> **Selected excerpt**:
##########
Thursday (5 June) – Friday (6 June)

• Discussion groups and meetings organized by attendees.

Location

The workshop will take place at Inria, 48 rue Barrault, Paris, France (directions; map).

Once you enter the building, the Lions amphitheater is on your right, next to the entrance hall.

During the entire week (June 2-6), two meeting rooms, named Ada Lovelace (16 people) and Catherine Johnson (6 people) have been reserved for the participants of the workshop. They can be used by people who would like to meet or work privately. These rooms are located behind the coffee space, which itself is on the side of the Lions amphitheater.

On June 5 (morning only), we also have room Emmy Noether (30 people). On June 6, we have room Philippe Flajolet (50 people).

Practical information

Directions to Inria

• From Charles de Gaulle airport (CDG) or from Gare du Nord, take RER line B (headed South) until Denfert-Rochereau or Cité Universitaire.
• From Denfert-Rochereau, either walk 20 minutes to Inria (itinerary) or take metro line 6 (headed East, towards Nation) to Corvisart.
• From Cité Universitaire, walk 12 minutes to Inria (itinerary). As you exit the station, immediately enter Parc Montsouris, and cross the park, walking North-East.
• From Corvisart, walk 7 minutes to Inria (itinerary).
##########
> **Recorded information**:
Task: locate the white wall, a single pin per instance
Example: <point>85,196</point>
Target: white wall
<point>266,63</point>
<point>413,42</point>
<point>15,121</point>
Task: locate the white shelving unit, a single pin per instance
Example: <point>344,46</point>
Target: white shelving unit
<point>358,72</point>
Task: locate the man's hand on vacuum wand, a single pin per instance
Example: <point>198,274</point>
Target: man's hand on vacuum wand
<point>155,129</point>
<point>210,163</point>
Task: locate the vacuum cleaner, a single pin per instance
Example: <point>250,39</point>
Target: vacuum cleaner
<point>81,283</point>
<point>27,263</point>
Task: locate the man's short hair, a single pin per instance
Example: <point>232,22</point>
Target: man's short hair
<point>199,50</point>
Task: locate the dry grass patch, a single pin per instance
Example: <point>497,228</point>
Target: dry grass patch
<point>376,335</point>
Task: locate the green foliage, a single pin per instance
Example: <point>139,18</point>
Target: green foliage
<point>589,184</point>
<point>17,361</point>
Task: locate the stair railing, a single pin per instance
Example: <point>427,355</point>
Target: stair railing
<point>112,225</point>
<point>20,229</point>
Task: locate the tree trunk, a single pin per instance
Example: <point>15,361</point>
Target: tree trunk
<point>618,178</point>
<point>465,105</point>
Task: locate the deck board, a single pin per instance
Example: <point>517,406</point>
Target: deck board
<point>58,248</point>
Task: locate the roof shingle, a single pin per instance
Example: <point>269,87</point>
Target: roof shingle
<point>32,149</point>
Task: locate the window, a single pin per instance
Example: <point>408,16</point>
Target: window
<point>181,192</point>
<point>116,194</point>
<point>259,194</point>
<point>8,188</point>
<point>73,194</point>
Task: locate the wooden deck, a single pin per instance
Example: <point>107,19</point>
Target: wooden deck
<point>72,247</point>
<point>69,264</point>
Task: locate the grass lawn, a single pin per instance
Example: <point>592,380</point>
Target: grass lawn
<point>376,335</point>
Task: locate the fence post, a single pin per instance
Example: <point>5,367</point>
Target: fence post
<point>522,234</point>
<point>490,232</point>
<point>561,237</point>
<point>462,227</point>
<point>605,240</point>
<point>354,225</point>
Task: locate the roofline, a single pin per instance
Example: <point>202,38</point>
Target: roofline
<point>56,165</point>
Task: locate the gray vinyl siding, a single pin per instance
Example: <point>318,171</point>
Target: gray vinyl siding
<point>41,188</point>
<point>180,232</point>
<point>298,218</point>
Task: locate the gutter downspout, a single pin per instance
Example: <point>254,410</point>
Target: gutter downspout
##########
> **Work to do**: Reproduce word for word the stretch of the workshop venue text above that begins with the words "During the entire" and ends with "the Lions amphitheater.".

> **Complete answer**:
During the entire week (June 2-6), two meeting rooms, named Ada Lovelace (16 people) and Catherine Johnson (6 people) have been reserved for the participants of the workshop. They can be used by people who would like to meet or work privately. These rooms are located behind the coffee space, which itself is on the side of the Lions amphitheater.